───── Given text ─────

As a retired Deputy Sheriff, the subjects of firearms safety and personal safety either at home or in the street are near and dear to my heart. I just hate to see and hear about someone who is a victim of violence, when they can “refuse to be a victim.”
Recently, there was an incident in France, where three US citizens, (two of which were US Military,) decided to be what I will describe later as sheep dogs instead of sheep. While other passengers, and even one of the train’s personnel ran the other way, these three heroes ran toward the terrorist who was armed with a Kalashnikov, the Russian equivalent of an AK-47. He also had knives as well as a hand gun. The three heroes took down the terrorist, (who claimed he was only intent upon committing armed robbery,) and he was then led away by arresting authorities.
Remember when we used to play war ball in Junior High? About 50 kids would split up and take sides in the fenced in tennis courts. About 20 soccer sized rubber balls would get dumped in the middle and the coach would blow the whistle. Some of the guys would rush in, grab a ball and start throwing. The rest would huddle in the back corner and get clobbered! The guys who rushed in FULL CHARGE in all-out attack mode would be the last ones standing.
I once read a true story about Lt. Ollie North in Viet Nam. His men called him crazy, because he would play “war ball” with his M16 and Colt 1911. Ollie would charge across a rice paddy or up a hill yelling like a crazy man, firing at the enemy. His men had to either follow or hide in a ditch!

─────

Short exercise A: Reproduce the listing from its first line through the line containing "[243,207,255,233]", keeping every request, and offset each bounding-box coordinate by adding 111. Omit the pictures.
The listing that follows is unrelated to the text above.

───── Material to process ─────

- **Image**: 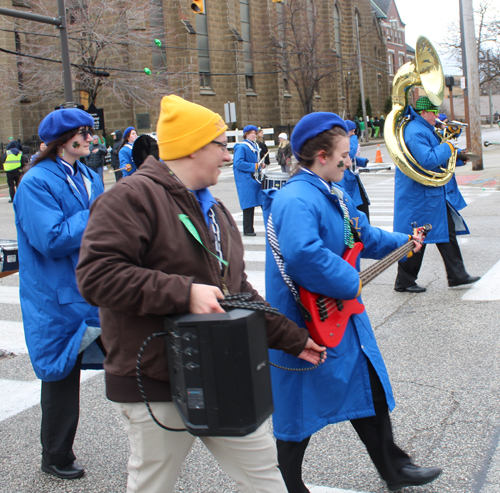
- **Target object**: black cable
[135,332,187,431]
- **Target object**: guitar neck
[359,240,415,286]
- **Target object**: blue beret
[290,111,347,160]
[123,127,135,140]
[345,120,356,132]
[243,125,259,134]
[38,108,94,144]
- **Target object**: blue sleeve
[349,135,358,161]
[233,144,258,173]
[356,156,369,168]
[272,193,359,300]
[404,122,451,170]
[16,175,89,259]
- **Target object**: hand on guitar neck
[299,224,432,347]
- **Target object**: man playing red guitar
[265,113,441,493]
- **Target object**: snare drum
[0,239,19,272]
[262,171,290,190]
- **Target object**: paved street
[0,128,500,493]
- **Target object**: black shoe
[42,462,85,479]
[394,284,427,293]
[387,464,442,491]
[448,276,481,288]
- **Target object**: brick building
[0,0,390,142]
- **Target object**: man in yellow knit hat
[77,96,323,493]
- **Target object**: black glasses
[210,140,227,149]
[78,127,94,139]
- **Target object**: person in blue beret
[233,125,262,236]
[118,127,137,176]
[264,112,441,493]
[339,120,370,221]
[14,108,104,479]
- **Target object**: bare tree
[0,0,188,107]
[263,0,350,114]
[440,1,500,93]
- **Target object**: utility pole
[460,0,483,171]
[0,0,74,107]
[355,11,370,142]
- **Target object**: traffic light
[191,0,203,14]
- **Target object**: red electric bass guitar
[299,224,432,347]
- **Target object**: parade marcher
[233,125,262,236]
[14,108,104,479]
[111,130,123,181]
[265,112,441,493]
[77,95,322,493]
[338,120,370,222]
[257,127,271,168]
[276,132,292,173]
[3,145,25,203]
[394,96,480,293]
[86,135,108,184]
[379,115,385,139]
[118,127,137,176]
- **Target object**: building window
[387,52,394,75]
[195,1,211,89]
[240,0,255,91]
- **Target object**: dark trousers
[276,363,411,493]
[40,352,83,467]
[7,168,21,200]
[394,206,469,289]
[243,207,255,233]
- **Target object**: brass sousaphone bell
[384,36,457,187]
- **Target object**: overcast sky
[396,0,460,75]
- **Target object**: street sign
[86,103,104,130]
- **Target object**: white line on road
[0,370,103,422]
[462,261,500,301]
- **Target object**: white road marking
[306,485,368,493]
[0,370,104,422]
[462,260,500,301]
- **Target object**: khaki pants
[113,402,287,493]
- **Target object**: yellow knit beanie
[156,95,227,161]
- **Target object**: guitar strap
[267,214,312,322]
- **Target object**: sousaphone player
[384,36,480,293]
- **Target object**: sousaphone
[384,36,457,187]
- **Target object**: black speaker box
[165,309,273,436]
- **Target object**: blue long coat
[264,171,408,441]
[233,140,262,209]
[338,135,370,207]
[14,158,104,381]
[394,108,469,243]
[118,144,137,176]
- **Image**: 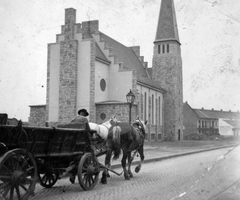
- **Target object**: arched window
[100,78,106,92]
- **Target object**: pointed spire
[155,0,180,44]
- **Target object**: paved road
[31,147,240,200]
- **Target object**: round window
[100,113,106,120]
[100,79,106,91]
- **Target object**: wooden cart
[0,117,120,200]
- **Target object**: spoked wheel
[78,153,100,190]
[0,149,37,200]
[38,172,59,188]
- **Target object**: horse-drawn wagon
[0,115,120,200]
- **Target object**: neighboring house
[29,0,183,140]
[219,119,240,136]
[183,102,240,139]
[7,118,18,125]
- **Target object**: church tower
[152,0,183,140]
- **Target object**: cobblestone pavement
[31,147,240,200]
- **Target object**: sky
[0,0,240,121]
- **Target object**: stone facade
[183,102,198,139]
[152,0,183,140]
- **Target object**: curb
[111,144,239,169]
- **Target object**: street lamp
[126,90,135,124]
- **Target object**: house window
[144,92,147,121]
[158,97,161,125]
[152,95,154,124]
[158,45,161,54]
[100,79,106,92]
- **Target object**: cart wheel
[38,172,59,188]
[78,153,100,190]
[0,149,37,200]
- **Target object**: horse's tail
[112,126,121,160]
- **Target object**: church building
[29,0,183,140]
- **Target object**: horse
[89,115,117,142]
[101,117,147,184]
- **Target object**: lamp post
[126,90,135,124]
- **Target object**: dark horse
[101,117,147,184]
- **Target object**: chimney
[82,20,99,34]
[130,46,140,57]
[64,8,76,40]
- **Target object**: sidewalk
[98,140,240,169]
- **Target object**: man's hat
[78,109,89,117]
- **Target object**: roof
[96,100,127,105]
[100,32,148,77]
[193,109,240,120]
[83,32,111,64]
[29,104,46,107]
[155,0,180,43]
[137,74,166,92]
[223,120,240,128]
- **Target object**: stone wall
[28,105,46,126]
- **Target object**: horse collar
[102,124,109,130]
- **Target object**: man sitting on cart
[69,108,96,183]
[71,108,89,124]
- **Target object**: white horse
[89,115,117,141]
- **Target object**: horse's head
[134,116,148,135]
[109,115,118,125]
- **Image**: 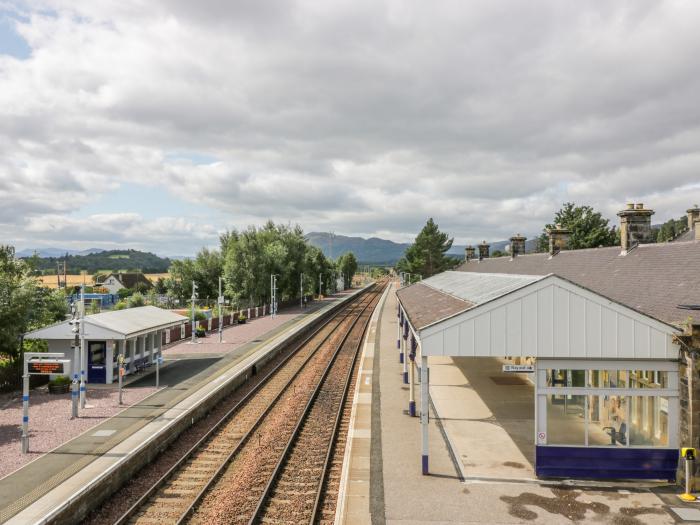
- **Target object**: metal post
[80,285,87,409]
[153,334,161,388]
[21,355,29,454]
[420,355,430,475]
[190,281,197,343]
[219,277,224,343]
[117,350,124,405]
[70,340,80,419]
[408,359,416,417]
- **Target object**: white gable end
[419,275,680,359]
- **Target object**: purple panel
[535,446,679,481]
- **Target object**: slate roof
[457,241,700,325]
[105,272,153,290]
[396,271,543,330]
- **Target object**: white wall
[420,276,679,359]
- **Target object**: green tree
[397,217,455,279]
[0,245,68,370]
[537,202,617,252]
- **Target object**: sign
[503,365,535,373]
[27,359,68,375]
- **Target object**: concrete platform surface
[0,294,358,524]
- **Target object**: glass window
[547,394,586,446]
[547,369,586,387]
[629,396,668,447]
[588,395,628,447]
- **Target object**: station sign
[503,365,535,373]
[27,359,69,375]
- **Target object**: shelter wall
[421,280,679,359]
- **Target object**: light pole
[270,273,277,317]
[299,272,304,310]
[80,284,87,408]
[218,277,224,343]
[190,281,197,344]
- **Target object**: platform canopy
[25,306,187,340]
[397,271,681,359]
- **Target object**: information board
[27,360,65,375]
[503,365,535,372]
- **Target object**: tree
[537,202,617,252]
[397,217,454,278]
[0,245,68,384]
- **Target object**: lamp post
[218,277,224,343]
[80,284,87,408]
[190,281,197,344]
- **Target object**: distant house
[97,272,153,294]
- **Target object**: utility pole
[270,273,277,317]
[218,277,224,343]
[78,282,87,409]
[190,281,197,344]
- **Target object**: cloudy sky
[0,0,700,254]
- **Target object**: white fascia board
[420,274,683,337]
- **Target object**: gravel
[0,387,156,478]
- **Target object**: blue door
[88,341,107,383]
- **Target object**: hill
[306,232,537,266]
[25,250,170,274]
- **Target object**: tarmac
[336,285,684,525]
[0,293,356,523]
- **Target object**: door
[88,341,107,383]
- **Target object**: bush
[117,288,134,299]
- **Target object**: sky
[0,0,700,255]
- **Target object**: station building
[397,204,700,480]
[25,306,188,383]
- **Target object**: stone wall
[678,325,700,487]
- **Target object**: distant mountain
[306,232,537,266]
[15,248,104,257]
[23,250,170,274]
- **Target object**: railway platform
[336,285,687,525]
[0,291,357,524]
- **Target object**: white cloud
[0,0,700,253]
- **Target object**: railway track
[116,284,386,525]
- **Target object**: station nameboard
[27,359,66,375]
[503,365,535,373]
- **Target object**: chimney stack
[617,202,654,254]
[510,233,527,257]
[547,224,571,255]
[686,204,700,234]
[479,241,490,260]
[464,244,476,262]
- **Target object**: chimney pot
[617,203,654,253]
[547,224,571,255]
[479,241,490,260]
[510,233,527,257]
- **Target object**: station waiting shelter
[397,272,682,480]
[25,306,188,383]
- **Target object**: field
[39,273,170,288]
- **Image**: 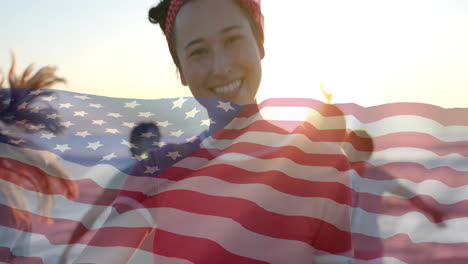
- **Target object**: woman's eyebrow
[184,25,242,49]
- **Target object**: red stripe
[159,164,353,206]
[154,229,268,264]
[351,162,468,187]
[353,233,468,264]
[239,98,468,126]
[0,247,43,264]
[116,190,350,254]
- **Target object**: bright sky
[0,0,468,107]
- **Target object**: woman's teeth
[213,80,241,94]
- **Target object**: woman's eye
[226,35,242,44]
[189,48,208,57]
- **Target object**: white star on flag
[41,133,56,140]
[166,151,182,160]
[101,153,117,161]
[59,103,73,108]
[185,107,200,119]
[107,113,123,118]
[75,131,91,138]
[138,112,154,118]
[124,101,141,109]
[89,104,104,109]
[86,141,104,151]
[104,128,120,134]
[171,97,187,110]
[8,139,26,145]
[216,101,234,112]
[120,139,138,149]
[54,144,71,153]
[157,120,173,127]
[93,120,107,126]
[60,121,75,128]
[16,102,28,110]
[144,166,159,174]
[73,111,88,117]
[169,130,184,137]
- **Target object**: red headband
[164,0,265,64]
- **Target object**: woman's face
[174,0,262,105]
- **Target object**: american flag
[0,89,468,264]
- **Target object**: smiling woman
[149,0,264,104]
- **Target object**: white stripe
[156,208,340,264]
[350,170,468,205]
[202,131,343,154]
[369,148,468,171]
[352,208,468,244]
[174,153,351,186]
[226,106,468,142]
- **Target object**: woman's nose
[212,48,232,76]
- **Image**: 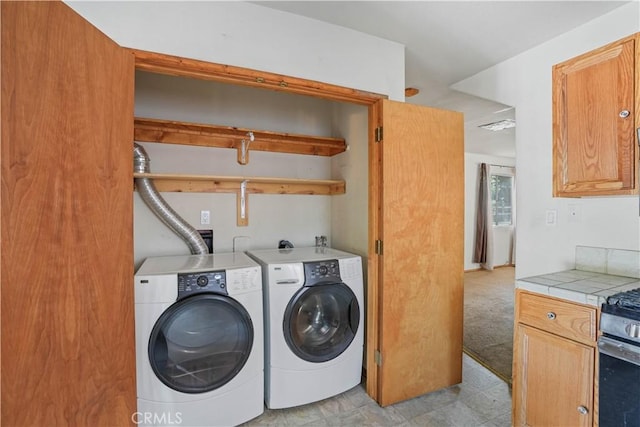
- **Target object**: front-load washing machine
[247,247,364,408]
[132,253,264,426]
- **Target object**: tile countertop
[516,270,640,307]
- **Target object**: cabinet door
[513,324,595,427]
[367,101,464,405]
[553,37,637,197]
[0,2,136,426]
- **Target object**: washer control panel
[303,259,342,286]
[178,270,229,299]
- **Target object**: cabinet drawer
[516,292,597,344]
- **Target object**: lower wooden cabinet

─────

Short exercise B:
Answer these from the post on personal safety:
(i) What rifle was the terrorist on the train in France armed with?
(ii) About how many soccer sized rubber balls were dumped in the middle of the tennis courts?
(iii) Which two weapons did Lt. Ollie North play "war ball" with?

Correct output A:
- **Image**: 
- **Target object**: black cable
[246,443,298,542]
- **Target object**: guitar neck
[470,351,526,397]
- **Target object**: blue beret
[401,222,458,271]
[234,238,246,251]
[456,231,467,243]
[354,236,370,245]
[149,219,205,255]
- **Target object**: blue sleeve
[460,246,469,272]
[344,255,369,284]
[467,267,480,279]
[383,304,470,411]
[515,233,562,281]
[127,286,200,370]
- **Target object**: hand on guitar neck
[410,335,543,458]
- **Target object**: man playing red guitar
[376,224,552,604]
- **Target object**: snare drum
[111,350,130,383]
[373,282,401,301]
- **Target object**: paved street
[111,239,611,604]
- **Target object**: black shoe
[153,573,196,590]
[505,395,538,404]
[498,575,553,602]
[559,387,592,399]
- **Target object**: brick building
[111,111,501,253]
- **Target object**: man in yellow knit hat
[188,207,434,604]
- **Target object**: black glasses
[321,251,338,260]
[189,238,205,250]
- **Target object**: person in blue beret
[344,236,373,347]
[229,238,248,287]
[375,223,552,604]
[450,231,481,332]
[125,219,215,590]
- **Target object**: bare tree
[111,111,299,218]
[374,111,461,225]
[551,112,611,204]
- **Target object**: utility pole
[571,111,594,282]
[111,111,185,218]
[466,122,481,253]
- **Target object**: traffic light
[302,111,314,125]
- **Target object**: red electric bass guitar
[410,335,543,458]
- **Target object**: parade marcher
[344,236,373,347]
[125,219,215,590]
[222,241,234,292]
[376,223,552,604]
[188,206,433,604]
[449,231,481,333]
[368,238,382,279]
[387,243,403,284]
[114,256,136,314]
[505,207,591,404]
[197,246,219,295]
[490,226,496,250]
[229,238,248,287]
- **Target object**: building window
[498,163,505,186]
[306,112,322,200]
[351,111,366,202]
- **Target object**: dark trousers
[387,474,522,604]
[151,463,194,578]
[118,279,132,311]
[505,317,580,400]
[354,318,366,344]

Correct output B:
(i) A Kalashnikov.
(ii) About 20.
(iii) His M16 and Colt 1911.